## Source material

━━━━━━

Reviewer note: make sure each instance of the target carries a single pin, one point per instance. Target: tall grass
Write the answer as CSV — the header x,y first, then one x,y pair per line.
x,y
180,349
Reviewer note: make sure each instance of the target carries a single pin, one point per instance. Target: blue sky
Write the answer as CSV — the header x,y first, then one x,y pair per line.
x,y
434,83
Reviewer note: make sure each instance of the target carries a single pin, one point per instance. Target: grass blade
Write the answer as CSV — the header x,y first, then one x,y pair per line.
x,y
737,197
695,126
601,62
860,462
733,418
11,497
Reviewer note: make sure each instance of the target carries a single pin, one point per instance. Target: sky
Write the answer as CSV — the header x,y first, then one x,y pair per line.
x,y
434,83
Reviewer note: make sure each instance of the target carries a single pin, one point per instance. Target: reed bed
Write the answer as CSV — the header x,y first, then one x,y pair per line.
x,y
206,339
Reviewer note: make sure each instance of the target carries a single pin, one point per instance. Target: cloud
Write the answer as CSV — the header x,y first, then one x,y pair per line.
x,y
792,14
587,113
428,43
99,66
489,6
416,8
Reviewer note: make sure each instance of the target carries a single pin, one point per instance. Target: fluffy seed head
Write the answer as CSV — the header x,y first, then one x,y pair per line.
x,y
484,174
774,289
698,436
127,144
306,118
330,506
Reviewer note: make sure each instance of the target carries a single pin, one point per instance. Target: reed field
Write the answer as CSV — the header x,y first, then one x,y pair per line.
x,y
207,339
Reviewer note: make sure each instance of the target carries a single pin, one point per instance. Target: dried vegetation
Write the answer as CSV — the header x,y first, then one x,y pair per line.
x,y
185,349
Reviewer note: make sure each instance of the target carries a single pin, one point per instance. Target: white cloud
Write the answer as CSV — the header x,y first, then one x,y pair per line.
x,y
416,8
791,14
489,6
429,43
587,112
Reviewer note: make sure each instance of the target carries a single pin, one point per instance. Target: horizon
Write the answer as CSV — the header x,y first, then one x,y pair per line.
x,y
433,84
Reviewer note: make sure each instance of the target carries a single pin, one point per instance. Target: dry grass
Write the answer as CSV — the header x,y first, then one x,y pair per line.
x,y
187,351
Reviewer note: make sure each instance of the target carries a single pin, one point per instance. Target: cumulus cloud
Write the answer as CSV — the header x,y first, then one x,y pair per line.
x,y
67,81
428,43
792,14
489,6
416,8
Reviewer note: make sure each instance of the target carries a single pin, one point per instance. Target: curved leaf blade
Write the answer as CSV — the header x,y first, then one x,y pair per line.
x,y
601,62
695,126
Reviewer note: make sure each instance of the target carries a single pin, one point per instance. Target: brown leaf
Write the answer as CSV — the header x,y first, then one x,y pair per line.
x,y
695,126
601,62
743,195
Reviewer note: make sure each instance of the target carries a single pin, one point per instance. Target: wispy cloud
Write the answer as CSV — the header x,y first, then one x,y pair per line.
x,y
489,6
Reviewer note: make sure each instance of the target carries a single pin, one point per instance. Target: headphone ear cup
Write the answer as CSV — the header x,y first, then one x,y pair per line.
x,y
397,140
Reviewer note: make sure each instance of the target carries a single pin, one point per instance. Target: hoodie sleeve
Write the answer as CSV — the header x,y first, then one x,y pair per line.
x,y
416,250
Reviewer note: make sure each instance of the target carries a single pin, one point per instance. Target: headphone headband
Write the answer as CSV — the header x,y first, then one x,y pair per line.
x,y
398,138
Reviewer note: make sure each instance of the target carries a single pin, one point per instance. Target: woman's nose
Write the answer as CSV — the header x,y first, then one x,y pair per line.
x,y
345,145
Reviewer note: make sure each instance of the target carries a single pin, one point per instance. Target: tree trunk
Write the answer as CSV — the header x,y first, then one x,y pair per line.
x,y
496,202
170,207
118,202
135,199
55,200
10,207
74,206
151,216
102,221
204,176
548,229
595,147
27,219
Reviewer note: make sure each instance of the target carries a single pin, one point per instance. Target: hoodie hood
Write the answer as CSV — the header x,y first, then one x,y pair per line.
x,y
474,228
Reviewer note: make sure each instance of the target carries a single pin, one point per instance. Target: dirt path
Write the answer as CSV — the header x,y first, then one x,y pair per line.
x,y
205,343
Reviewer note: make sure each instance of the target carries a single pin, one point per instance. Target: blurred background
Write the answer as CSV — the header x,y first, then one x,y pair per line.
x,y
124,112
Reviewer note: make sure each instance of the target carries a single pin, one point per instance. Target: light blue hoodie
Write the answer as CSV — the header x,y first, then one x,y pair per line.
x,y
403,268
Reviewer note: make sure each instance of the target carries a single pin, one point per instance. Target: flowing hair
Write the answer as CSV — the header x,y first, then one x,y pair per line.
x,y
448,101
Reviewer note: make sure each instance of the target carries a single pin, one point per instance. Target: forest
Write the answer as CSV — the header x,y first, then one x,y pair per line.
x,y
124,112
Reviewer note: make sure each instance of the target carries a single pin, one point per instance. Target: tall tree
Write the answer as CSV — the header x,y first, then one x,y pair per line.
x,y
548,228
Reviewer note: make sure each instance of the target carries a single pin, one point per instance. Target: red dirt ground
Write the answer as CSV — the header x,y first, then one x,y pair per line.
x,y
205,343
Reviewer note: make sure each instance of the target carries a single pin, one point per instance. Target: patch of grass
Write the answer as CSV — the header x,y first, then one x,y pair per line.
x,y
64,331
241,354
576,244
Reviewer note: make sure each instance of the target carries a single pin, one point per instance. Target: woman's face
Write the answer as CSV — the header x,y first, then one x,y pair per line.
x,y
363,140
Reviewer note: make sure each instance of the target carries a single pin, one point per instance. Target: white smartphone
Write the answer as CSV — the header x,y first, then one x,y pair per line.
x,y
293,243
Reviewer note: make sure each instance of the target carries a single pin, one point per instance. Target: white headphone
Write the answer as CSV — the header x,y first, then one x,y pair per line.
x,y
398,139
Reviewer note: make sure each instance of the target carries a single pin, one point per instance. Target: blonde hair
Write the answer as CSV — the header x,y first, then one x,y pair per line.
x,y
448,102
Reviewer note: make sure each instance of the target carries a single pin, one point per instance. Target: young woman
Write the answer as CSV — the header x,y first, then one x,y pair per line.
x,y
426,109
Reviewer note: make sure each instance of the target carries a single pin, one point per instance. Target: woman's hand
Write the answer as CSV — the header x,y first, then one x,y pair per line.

━━━━━━

## Your goal
Word for word, transcribe each of the entries above.

## Reply
Reviewer note: make sure each instance of the target carries a single pin, one point per instance. Target: tall grass
Write the answer as CSV — the header x,y first, then one x,y pair per line.
x,y
180,349
Reviewer note: make sure each instance of the target carries a single pin, one point per instance. Target: blue sky
Write the answer as CSV — the header x,y first, then one x,y pair per line.
x,y
434,83
Reviewer note: make sure each instance of the target carries a single pin, one point per instance. Target: grass blade
Write the answer as CSV — the header x,y first, then one x,y pair per line.
x,y
737,197
695,126
601,62
860,462
733,418
11,497
Reviewer note: make sure each instance of the target carries a single pin, one point per instance. Target: sky
Write the answer as CSV — the header x,y first, then one x,y pair per line.
x,y
434,83
Reviewer note: make sure each instance of the target carries a single pin, one point per instance. Target: reed bed
Write the answer as CSV — the header x,y first, then one x,y pair per line.
x,y
206,339
Reviewer note: make sure each instance of the target carries a single pin, one point per instance. Target: cloud
Write the answer as CSV — the header x,y first, then one x,y pair per line.
x,y
792,14
587,113
428,43
99,66
489,6
416,8
Reviewer note: make sure each instance of the target carries a single pin, one point per instance. Target: fluffy seed head
Write the answer as CSV — the header x,y first, then one x,y pair per line.
x,y
484,174
774,289
698,436
127,144
306,118
330,506
Reviewer note: make sure each instance of the target carries a single pin, one point per instance. Target: reed field
Write the answer as CSV — the header x,y first, then one x,y pair per line.
x,y
207,339
Reviewer note: make sure each instance of the target carries a single pin, one point per instance. Target: dried vegetation
Write the answer as CSV — the header x,y first, then one x,y pair per line.
x,y
185,349
Reviewer note: make sure each instance of the target carries a single pin, one point per instance. Target: white cloud
Write the answer as CSV — the header x,y first, then one x,y pair per line.
x,y
416,8
791,14
489,6
429,43
587,112
Reviewer note: make sure each instance of the target carries a single pin, one point per instance. Target: horizon
Write the answer as CSV — the header x,y first, then one x,y pair per line.
x,y
433,84
Reviewer note: make sure each instance of the target carries a single pin, one point per instance. Target: dry grass
Write the answer as CSV — the header x,y first, then one x,y pair per line.
x,y
187,351
Reviewer note: make sure each instance of the target carries a single pin, one point per instance. Target: cumulus cloud
Write the answer as CSV — the header x,y first, then one x,y pair per line.
x,y
67,81
428,43
792,14
489,6
416,8
Reviewer note: make sure each instance of the target carries a single pin, one point per instance. Target: curved leaf blade
Write the answer as CSV — the header x,y first, then one x,y pair per line.
x,y
601,62
695,126
Reviewer note: make sure each instance of the target carries a single pin, one point per instance. Target: brown leaf
Write the answer as CSV — the header x,y first, then one x,y pair per line.
x,y
695,126
601,62
743,195
Reviewer note: make sure each instance of the target carries a single pin, one point per instance. Target: wispy cloud
Write the answer as CSV — the header x,y first, then one x,y pair per line.
x,y
489,6
Reviewer note: make sure each instance of the target carries a single pin, one point per instance. Target: headphone ear cup
Write the answer as CSV — the header x,y first, then one x,y pair per line.
x,y
397,140
Reviewer note: make sure each instance of the target carries a single pin, one point per instance. Target: hoodie sleeve
Write the answer as CSV — the header x,y first, then one x,y pair per line.
x,y
416,250
Reviewer note: make sure each instance of the target carries a single pin, one point per instance. Target: headphone headband
Write the answer as CSV — the header x,y first, then one x,y pair per line.
x,y
398,138
Reviewer note: make sure each instance of the target carries a single pin, one point per instance. Target: woman's nose
Write the answer as CSV — the header x,y first, then one x,y pair per line.
x,y
345,145
Reviewer note: make sure each instance of the target carries a single pin, one point per instance. Target: tree trunk
Write the answer as CSV — the header x,y first, then one x,y pair per line.
x,y
496,202
170,207
118,202
135,199
55,200
10,207
74,206
151,216
102,221
204,176
548,229
595,147
27,219
Reviewer note: make sure each instance of the target carries a single pin, one point per instance. Target: hoodie hood
Write the answer as CSV — the header x,y first, then one x,y pair per line.
x,y
474,228
Reviewer note: make sure each instance of the target carries a single pin, one point per instance. Target: dirt path
Write the answer as CSV — the header x,y first, then one x,y pair per line.
x,y
205,343
Reviewer note: make sure each instance of the target carries a single pin, one point per instance. Target: blurred background
Write the answer as CSV — the header x,y first, then one x,y pair per line.
x,y
124,112
Reviewer note: make sure each instance of the target carries a single pin, one point per instance. Target: light blue hoodie
Write the answer as CSV — the header x,y first, then one x,y pair per line.
x,y
403,268
Reviewer note: make sure each instance of the target carries a single pin, one point per instance. Target: flowing hair
Write the answer as CSV — the header x,y first, then one x,y pair per line.
x,y
448,101
Reviewer note: make sure each instance of the target carries a single pin, one point per instance. Target: forest
Write the answer as CSV — the header x,y first, then one x,y pair per line.
x,y
124,112
Reviewer note: make sure each instance of the target carries a single pin, one point per instance. Target: tall tree
Write the answer as CSV — the header x,y first, then one x,y pair per line.
x,y
548,228
Reviewer note: make sure each instance of the target carries a single pin, one point per instance. Target: red dirt ground
Write the answer as CSV — the header x,y first, then one x,y pair per line.
x,y
205,343
Reviewer note: make sure each instance of the target carries a single pin, one point per instance. Target: patch of grass
Write the answer as CSV — the header x,y first, then one x,y pair per line.
x,y
64,331
241,354
576,244
Reviewer note: make sure each instance of the target carries a single pin, one point per instance. Target: woman's face
Write the answer as CSV — the header x,y first, then one x,y pair per line.
x,y
363,140
Reviewer note: make sure each instance of the target carries a single pin, one point per instance. Target: white smartphone
Write the answer as CSV — the header x,y first, then one x,y pair per line.
x,y
293,243
Reviewer note: make sure each instance of the target carries a single pin, one point per instance. Target: white headphone
Write the answer as CSV — the header x,y first, then one x,y pair per line.
x,y
398,139
Reviewer note: make sure each instance of the target carries a single pin, one point per instance. Target: blonde hair
Write the answer as CSV — the header x,y first, then one x,y pair per line.
x,y
448,102
Reviewer note: make sure each instance of the target carries a single pin, one point per instance. Target: young woman
Write the answer as CSV — the header x,y first, then one x,y pair per line.
x,y
426,109
Reviewer note: make sure each instance of the target carries a single pin, one point per instance. Target: woman's hand
Write the answer as CSV — the header x,y first, then one x,y pair per line.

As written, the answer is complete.